- _TASK_
Every entry below, first to last, should be restated word for word.

- _TASK DATA_
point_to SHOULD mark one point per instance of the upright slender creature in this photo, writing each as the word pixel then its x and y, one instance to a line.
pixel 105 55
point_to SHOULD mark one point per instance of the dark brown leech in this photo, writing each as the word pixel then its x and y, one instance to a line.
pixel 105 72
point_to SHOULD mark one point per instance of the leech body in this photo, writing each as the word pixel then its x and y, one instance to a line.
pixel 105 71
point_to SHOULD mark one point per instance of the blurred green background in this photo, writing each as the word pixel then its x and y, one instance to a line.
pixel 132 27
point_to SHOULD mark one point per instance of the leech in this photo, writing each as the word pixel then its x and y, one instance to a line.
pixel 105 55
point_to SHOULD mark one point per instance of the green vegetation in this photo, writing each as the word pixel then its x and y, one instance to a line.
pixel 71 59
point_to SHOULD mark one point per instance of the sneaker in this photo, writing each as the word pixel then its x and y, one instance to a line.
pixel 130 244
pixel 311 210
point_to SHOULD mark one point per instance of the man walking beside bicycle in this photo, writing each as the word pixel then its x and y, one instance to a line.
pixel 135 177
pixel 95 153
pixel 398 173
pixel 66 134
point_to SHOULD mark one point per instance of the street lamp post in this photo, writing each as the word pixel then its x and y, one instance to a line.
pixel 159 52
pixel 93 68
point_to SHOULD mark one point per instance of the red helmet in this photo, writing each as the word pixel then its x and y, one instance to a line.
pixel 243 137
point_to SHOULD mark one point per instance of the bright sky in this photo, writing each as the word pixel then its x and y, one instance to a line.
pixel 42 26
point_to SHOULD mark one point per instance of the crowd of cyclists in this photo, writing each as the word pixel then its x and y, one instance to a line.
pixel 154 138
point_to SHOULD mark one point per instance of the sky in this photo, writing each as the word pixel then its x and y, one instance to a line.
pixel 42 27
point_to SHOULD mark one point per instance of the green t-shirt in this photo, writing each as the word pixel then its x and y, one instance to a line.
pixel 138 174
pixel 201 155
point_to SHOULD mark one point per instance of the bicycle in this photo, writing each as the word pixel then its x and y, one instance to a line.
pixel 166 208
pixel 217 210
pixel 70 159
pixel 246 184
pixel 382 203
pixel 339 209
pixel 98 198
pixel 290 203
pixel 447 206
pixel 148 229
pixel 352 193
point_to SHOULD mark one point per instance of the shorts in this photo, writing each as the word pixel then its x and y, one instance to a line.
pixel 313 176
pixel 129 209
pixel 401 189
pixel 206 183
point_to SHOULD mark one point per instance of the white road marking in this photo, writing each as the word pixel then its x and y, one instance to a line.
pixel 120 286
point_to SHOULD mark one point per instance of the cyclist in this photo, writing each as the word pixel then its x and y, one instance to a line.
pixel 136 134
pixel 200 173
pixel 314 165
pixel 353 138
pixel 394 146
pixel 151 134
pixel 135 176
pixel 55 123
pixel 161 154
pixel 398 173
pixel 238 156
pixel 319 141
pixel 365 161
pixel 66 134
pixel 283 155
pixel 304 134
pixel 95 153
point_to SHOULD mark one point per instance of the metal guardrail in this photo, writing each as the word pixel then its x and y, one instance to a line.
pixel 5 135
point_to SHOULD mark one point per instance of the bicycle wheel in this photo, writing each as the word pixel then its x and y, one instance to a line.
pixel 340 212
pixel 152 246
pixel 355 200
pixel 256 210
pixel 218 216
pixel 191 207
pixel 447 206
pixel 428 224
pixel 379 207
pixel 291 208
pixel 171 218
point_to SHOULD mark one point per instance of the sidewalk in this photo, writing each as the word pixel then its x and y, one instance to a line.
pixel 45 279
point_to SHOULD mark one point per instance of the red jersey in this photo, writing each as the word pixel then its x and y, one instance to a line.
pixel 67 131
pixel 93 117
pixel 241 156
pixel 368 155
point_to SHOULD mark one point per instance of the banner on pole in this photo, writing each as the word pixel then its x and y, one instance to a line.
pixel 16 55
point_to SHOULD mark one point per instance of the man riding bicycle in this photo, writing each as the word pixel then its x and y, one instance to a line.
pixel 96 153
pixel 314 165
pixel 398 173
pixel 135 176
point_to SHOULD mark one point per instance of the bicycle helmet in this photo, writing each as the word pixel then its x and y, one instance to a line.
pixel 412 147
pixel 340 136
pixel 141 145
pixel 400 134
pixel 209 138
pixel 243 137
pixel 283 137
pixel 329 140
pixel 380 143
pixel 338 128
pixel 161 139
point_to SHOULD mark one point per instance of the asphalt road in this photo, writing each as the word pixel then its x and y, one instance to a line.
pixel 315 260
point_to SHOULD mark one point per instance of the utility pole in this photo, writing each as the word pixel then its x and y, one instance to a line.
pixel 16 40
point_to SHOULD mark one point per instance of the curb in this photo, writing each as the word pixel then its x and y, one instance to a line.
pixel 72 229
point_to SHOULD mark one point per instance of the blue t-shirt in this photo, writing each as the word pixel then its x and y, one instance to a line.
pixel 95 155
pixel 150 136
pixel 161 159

- _RESULT OF THIS TASK_
point_to SHOULD mark one point per instance of the upright slender creature in this photo, writing each as the word pixel then its x and y, one instance to a line.
pixel 105 55
point_to SHOULD mark one point per instance of the dark brown leech in this photo, writing each as the word pixel then its x and y, one instance to a line.
pixel 105 72
point_to SHOULD mark one point per instance of the leech body in this photo, writing each as the word pixel then its x and y, one instance to a line.
pixel 105 71
point_to SHOULD mark one point per instance of the blurred green background in this photo, writing each as the word pixel then its x and y, one instance to a line.
pixel 132 27
point_to SHOULD mark one point per instance of the leech in this photo, writing each as the word pixel then its x and y, one instance to a line.
pixel 105 55
point_to SHOULD mark one point per instance of the green vegetation in this photo, writing each as the word pixel then its x and y, one instance to a line.
pixel 71 59
point_to SHOULD mark one point per instance of the sneaker in this photo, writing each as the word pixel then its x and y, one instance to a line.
pixel 130 244
pixel 311 210
point_to SHOULD mark one point per instance of the man walking beside bicycle in this photo, writing each as the word pixel then its x and y, one instance to a line.
pixel 135 177
pixel 95 153
pixel 398 173
pixel 66 134
point_to SHOULD mark one point per instance of the street lamp post in this photo, writing each as the word pixel then its x and y, one instance to a line.
pixel 159 52
pixel 93 68
point_to SHOULD mark one point per instance of the red helmet in this photo, writing each as the word pixel then its x and y, one instance to a line.
pixel 243 137
point_to SHOULD mark one point per instance of the bright sky in this photo, writing each as the word pixel then its x and y, one instance to a line.
pixel 42 26
point_to SHOULD mark one point per instance of the crowd of cyclists in this photo, writing each as the word pixel then its x and y, one instance to a line.
pixel 154 138
point_to SHOULD mark one point per instance of the sky in this photo, writing each as the word pixel then its x and y, one instance to a line.
pixel 42 27
point_to SHOULD mark one point per instance of the green t-shirt in this photo, writing each as the word pixel then its x and y, one instance to a line.
pixel 138 174
pixel 201 155
point_to SHOULD mark one point per instance of the bicycle in this photo, writing each as the word pixel then its x and y, one instance to a line.
pixel 166 208
pixel 217 210
pixel 70 159
pixel 246 184
pixel 382 203
pixel 339 209
pixel 98 198
pixel 290 203
pixel 447 206
pixel 148 229
pixel 352 193
point_to SHOULD mark one point per instance of the shorts in this photo, writing each as the word pixel then its x and y, one instance to a line.
pixel 313 176
pixel 129 209
pixel 401 189
pixel 206 183
point_to SHOULD mark one point per instance of the white road marking in this photo, writing each as the word pixel then its x and y, one instance to a line.
pixel 120 286
point_to SHOULD mark one point per instance of the cyclist in this photo, writing each as the word pixel then its x and y, one instance to a line.
pixel 136 134
pixel 200 173
pixel 314 165
pixel 353 138
pixel 394 146
pixel 151 134
pixel 135 176
pixel 55 123
pixel 161 154
pixel 398 173
pixel 238 156
pixel 319 141
pixel 365 161
pixel 66 134
pixel 283 155
pixel 304 134
pixel 95 153
point_to SHOULD mark one point per instance of the metal guardrail in this photo, writing each as the word pixel then its x and y, one instance to a line.
pixel 5 135
point_to SHOULD mark one point per instance of the bicycle wheel in this photo, writing each as the word pixel then its x and y, one instance to a line.
pixel 340 212
pixel 152 246
pixel 355 200
pixel 256 210
pixel 218 216
pixel 191 207
pixel 447 206
pixel 428 224
pixel 379 207
pixel 291 208
pixel 171 218
point_to SHOULD mark one point per instance of the sidewalk in this photo, writing each as the word pixel then its x and y, one instance to a line.
pixel 45 279
point_to SHOULD mark one point per instance of the red jersey in this photo, writing each as the word pixel then its x and y, one instance to a line.
pixel 67 131
pixel 93 117
pixel 241 156
pixel 368 155
point_to SHOULD mark one point per instance of the banner on pole in this photo, writing each as the word pixel then its x and y, one instance to a line.
pixel 16 55
point_to SHOULD mark one point per instance of the man riding bicycle in this photo, writing each as the word pixel then its x and y, one instance to a line.
pixel 96 153
pixel 314 165
pixel 398 173
pixel 135 176
point_to SHOULD mark one point per instance of the bicycle helmet in this photo, writing each as the word pixel then its x and y, one instance to a line.
pixel 412 147
pixel 340 136
pixel 141 145
pixel 400 134
pixel 209 138
pixel 243 137
pixel 283 137
pixel 329 140
pixel 380 143
pixel 338 128
pixel 161 139
point_to SHOULD mark one point per instance of the asphalt road in this photo, writing each as the word pixel then its x and y, one instance to a line.
pixel 315 260
point_to SHOULD mark one point per instance of the utility pole in this photo, writing each as the word pixel then its x and y, one instance to a line.
pixel 16 40
point_to SHOULD mark one point per instance of the curb in this photo, writing each as the word pixel then its x and y, one instance to a line.
pixel 72 229
point_to SHOULD mark one point per instance of the blue t-shirt in this photo, writing each as the word pixel then its x and y, one instance to a line.
pixel 95 155
pixel 150 136
pixel 161 159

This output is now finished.